Stored items from a collection:
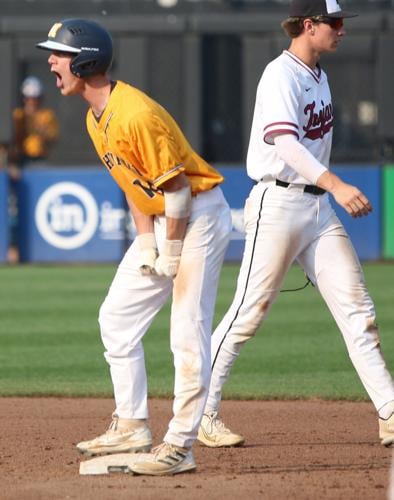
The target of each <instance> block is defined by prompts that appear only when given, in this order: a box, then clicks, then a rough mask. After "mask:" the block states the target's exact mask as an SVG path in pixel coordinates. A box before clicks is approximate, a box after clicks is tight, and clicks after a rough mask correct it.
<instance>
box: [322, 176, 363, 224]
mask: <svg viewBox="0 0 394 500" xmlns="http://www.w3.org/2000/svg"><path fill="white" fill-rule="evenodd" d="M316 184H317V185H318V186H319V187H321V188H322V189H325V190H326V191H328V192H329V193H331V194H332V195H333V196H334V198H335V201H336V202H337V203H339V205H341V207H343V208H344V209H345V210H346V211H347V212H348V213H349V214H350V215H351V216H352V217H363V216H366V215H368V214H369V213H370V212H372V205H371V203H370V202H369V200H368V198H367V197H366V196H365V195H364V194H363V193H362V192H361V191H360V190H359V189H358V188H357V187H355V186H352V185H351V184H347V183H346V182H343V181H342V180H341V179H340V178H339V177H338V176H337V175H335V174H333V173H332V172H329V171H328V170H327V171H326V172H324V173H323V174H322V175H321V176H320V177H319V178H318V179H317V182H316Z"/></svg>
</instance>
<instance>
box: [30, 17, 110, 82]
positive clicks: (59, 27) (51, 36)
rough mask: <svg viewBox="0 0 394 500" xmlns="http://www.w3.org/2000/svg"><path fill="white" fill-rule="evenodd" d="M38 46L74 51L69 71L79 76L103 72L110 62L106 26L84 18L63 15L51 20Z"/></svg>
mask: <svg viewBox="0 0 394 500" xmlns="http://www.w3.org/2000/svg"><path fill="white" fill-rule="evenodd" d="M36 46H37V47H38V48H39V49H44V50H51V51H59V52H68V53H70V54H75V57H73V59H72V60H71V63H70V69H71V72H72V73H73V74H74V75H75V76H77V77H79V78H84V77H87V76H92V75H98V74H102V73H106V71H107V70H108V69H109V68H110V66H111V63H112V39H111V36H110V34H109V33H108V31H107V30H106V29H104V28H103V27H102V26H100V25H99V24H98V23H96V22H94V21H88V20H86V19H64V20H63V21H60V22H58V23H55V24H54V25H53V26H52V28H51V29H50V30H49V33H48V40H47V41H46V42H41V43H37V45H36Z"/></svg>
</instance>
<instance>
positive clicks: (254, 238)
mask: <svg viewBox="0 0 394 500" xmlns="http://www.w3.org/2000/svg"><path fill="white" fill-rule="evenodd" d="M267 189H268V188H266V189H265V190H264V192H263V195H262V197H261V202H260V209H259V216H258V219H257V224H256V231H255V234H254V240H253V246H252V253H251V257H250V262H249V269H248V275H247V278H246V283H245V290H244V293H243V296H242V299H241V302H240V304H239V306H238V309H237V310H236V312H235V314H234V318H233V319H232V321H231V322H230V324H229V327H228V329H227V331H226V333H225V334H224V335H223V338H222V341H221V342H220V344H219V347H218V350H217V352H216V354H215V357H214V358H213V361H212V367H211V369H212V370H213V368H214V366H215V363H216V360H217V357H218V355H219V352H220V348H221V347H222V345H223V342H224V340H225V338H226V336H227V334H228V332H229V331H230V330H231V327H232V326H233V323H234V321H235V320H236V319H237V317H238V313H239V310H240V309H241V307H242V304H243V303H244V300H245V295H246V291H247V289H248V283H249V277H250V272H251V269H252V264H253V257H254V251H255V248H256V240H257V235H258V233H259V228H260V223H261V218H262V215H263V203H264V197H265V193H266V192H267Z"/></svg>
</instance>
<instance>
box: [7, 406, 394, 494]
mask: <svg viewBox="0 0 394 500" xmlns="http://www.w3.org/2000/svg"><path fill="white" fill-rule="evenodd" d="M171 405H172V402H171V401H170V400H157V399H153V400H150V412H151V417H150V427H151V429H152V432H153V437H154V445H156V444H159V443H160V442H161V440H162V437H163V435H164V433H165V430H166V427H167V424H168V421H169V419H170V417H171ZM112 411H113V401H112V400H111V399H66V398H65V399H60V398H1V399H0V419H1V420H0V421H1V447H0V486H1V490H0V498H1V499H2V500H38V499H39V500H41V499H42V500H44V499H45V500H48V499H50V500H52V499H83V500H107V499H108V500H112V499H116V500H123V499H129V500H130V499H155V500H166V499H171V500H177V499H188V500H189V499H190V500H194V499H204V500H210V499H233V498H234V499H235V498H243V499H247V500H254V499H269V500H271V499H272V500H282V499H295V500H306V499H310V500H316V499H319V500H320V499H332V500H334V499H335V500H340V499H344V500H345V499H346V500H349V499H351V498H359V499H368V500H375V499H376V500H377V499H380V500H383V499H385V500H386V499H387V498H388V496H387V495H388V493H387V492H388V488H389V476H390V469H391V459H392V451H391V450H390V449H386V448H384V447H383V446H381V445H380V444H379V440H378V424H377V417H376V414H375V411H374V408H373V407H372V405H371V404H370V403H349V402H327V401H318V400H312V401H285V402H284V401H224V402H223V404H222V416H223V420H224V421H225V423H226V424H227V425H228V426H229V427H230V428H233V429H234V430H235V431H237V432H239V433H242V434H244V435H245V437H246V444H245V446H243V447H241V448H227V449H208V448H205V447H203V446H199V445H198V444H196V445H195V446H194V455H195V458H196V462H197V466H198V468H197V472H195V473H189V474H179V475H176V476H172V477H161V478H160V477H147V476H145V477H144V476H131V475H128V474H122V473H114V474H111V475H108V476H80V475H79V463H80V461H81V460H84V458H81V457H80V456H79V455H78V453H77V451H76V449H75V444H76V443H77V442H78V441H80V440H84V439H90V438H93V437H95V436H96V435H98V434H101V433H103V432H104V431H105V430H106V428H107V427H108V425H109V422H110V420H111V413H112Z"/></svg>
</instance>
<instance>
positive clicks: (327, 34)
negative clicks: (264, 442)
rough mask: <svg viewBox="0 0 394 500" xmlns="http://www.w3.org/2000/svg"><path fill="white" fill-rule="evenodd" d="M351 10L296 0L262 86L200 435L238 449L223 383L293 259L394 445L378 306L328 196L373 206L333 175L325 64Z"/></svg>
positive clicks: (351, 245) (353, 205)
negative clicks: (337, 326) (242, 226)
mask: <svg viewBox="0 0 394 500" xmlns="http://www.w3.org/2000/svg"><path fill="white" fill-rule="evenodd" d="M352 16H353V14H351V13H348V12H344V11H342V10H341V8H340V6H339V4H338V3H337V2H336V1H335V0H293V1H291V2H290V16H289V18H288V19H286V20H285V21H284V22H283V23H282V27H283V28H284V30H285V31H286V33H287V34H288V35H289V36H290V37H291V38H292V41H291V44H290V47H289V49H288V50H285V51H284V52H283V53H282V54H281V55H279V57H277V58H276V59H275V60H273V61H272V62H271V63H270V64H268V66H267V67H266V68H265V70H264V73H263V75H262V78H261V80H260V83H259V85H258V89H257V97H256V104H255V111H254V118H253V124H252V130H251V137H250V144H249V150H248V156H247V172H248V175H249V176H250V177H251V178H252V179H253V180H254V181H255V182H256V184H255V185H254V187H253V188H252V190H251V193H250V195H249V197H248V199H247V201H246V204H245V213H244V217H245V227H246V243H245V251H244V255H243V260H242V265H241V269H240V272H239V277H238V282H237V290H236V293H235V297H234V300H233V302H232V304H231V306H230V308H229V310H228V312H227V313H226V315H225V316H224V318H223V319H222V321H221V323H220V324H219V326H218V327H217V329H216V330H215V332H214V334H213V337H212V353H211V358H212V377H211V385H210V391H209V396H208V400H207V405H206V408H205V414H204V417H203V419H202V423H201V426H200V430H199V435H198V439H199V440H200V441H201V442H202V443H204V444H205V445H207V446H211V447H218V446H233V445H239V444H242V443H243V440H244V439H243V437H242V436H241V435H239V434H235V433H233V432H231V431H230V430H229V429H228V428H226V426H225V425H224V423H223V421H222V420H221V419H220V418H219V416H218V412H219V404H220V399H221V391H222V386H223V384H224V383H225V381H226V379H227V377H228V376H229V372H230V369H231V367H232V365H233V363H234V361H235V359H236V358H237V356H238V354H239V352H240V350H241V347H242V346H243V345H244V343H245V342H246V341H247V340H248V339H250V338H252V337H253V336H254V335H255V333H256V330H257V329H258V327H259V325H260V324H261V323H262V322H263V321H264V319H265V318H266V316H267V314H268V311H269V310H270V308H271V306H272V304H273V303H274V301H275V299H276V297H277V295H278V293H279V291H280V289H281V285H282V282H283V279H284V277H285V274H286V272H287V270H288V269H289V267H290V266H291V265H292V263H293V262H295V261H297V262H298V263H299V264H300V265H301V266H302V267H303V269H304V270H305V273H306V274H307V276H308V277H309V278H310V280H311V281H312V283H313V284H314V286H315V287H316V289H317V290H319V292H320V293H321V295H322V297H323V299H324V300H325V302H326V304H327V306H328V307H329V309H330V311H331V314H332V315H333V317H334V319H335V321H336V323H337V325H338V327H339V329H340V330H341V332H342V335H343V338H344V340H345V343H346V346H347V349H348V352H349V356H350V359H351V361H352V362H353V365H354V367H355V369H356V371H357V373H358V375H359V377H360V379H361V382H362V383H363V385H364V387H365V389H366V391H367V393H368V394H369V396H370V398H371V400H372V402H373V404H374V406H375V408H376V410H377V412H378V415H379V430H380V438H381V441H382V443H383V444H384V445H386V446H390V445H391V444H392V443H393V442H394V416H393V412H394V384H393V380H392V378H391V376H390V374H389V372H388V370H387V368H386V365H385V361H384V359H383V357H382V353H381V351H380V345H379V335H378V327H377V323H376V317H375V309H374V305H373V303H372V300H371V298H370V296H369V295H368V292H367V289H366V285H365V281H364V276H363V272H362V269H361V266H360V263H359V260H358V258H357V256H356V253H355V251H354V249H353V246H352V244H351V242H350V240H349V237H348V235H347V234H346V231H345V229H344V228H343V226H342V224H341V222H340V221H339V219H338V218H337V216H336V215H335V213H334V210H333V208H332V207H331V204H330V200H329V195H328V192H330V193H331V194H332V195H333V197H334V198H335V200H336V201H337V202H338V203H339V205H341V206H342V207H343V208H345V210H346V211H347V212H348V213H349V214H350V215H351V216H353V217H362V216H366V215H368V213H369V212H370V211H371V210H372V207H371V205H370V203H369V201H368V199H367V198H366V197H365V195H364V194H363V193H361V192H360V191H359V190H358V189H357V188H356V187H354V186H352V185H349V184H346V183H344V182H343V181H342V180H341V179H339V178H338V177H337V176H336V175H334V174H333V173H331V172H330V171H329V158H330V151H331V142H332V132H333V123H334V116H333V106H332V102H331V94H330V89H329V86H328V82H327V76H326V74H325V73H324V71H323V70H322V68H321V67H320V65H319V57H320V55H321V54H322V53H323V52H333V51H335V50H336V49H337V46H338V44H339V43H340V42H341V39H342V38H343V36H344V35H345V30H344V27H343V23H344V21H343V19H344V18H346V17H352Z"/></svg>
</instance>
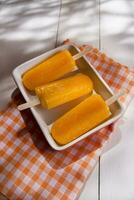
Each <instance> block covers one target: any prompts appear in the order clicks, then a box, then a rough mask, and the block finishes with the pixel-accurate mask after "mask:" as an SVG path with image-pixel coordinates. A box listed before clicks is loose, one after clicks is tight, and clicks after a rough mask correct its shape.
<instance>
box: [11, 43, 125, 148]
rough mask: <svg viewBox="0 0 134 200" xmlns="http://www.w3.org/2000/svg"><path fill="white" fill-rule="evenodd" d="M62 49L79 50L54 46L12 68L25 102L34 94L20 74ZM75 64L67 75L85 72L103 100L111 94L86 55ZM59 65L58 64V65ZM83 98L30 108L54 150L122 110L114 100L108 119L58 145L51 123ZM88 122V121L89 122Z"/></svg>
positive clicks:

Your objective » The answer must consist of every line from the data that contains the word "correct".

Written response »
The target of each <instance> block is defined by prompts that appear only when given, in this order: a box, then clicks, then a rough mask. After "mask:" the block states the target's exact mask as an SVG path in pixel coordinates. A box before clicks is approximate, a box after clicks is tight, and clicks after a rough mask correct it.
Each <instance> block covers one target: any prompts appear in the order clicks, then a box, then a rough mask, and the block finishes with the pixel-accurate mask after "mask:" as an SVG path with image-pixel coordinates. A box listed before clicks is loose, one after clicks is tight, and clicks after a rough mask correct its shape.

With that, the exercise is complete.